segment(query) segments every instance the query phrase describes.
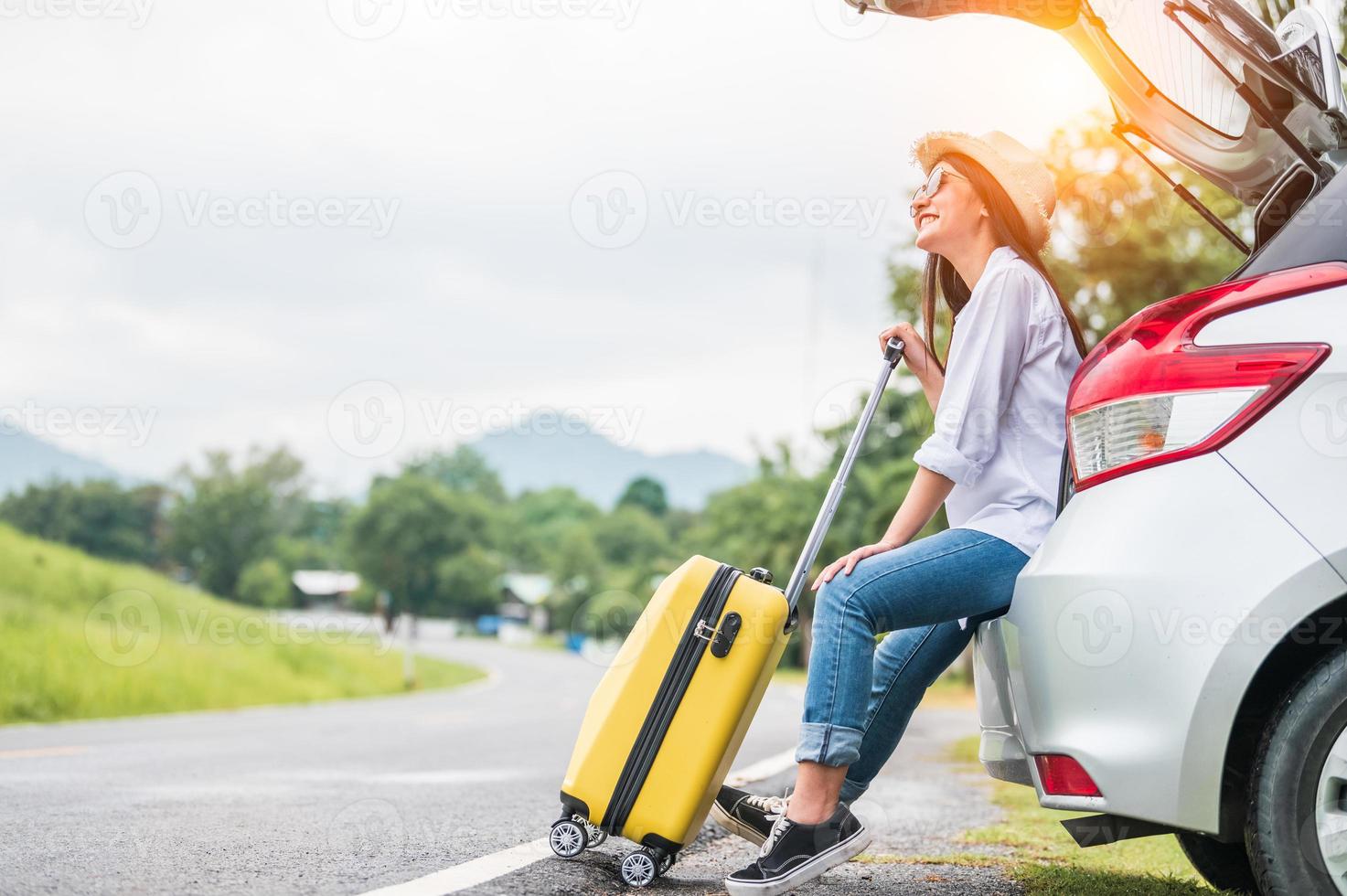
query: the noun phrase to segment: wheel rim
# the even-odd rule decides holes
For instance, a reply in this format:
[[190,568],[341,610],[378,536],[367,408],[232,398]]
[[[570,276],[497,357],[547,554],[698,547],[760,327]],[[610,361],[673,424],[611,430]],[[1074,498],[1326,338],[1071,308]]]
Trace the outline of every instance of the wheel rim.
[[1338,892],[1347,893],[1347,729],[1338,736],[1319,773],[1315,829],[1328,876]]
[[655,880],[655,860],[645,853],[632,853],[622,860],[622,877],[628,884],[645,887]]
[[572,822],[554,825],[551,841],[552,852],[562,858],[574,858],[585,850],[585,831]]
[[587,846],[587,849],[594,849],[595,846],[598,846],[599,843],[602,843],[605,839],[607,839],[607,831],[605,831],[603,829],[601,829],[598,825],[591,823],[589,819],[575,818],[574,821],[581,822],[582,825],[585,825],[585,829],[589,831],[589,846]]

------------------------------------------------------------------------

__GIVEN EXERCISE__:
Could you put every line of the material above into a JSON list of strings, one string per line, with blank lines skipped and the pictures left out?

__ANSWER TO THE EXERCISE__:
[
  "segment(query) segments every instance the query phrase describes.",
  "query: the noun phrase to segment: wheel rim",
  "# the even-odd rule decides holes",
  "For instance, a reply in this format:",
  "[[190,568],[341,610],[378,536],[367,408],[232,398]]",
  "[[[570,276],[497,357],[547,554],[698,547],[760,327]],[[610,361],[673,424],[611,430]],[[1074,498],[1326,338],[1071,308]]]",
  "Trace the outline of every instance of the wheel rim.",
  "[[1338,892],[1347,893],[1347,729],[1338,736],[1319,773],[1315,829],[1328,876]]",
  "[[655,880],[655,860],[645,853],[632,853],[622,860],[622,877],[628,884],[645,887]]",
  "[[572,822],[554,825],[551,841],[552,852],[562,858],[574,858],[585,850],[585,831]]",
  "[[587,846],[587,849],[594,849],[595,846],[598,846],[599,843],[602,843],[605,839],[607,839],[607,831],[605,831],[603,829],[601,829],[598,825],[591,823],[589,819],[575,818],[574,821],[581,822],[582,825],[585,825],[585,829],[589,831],[589,846]]"
]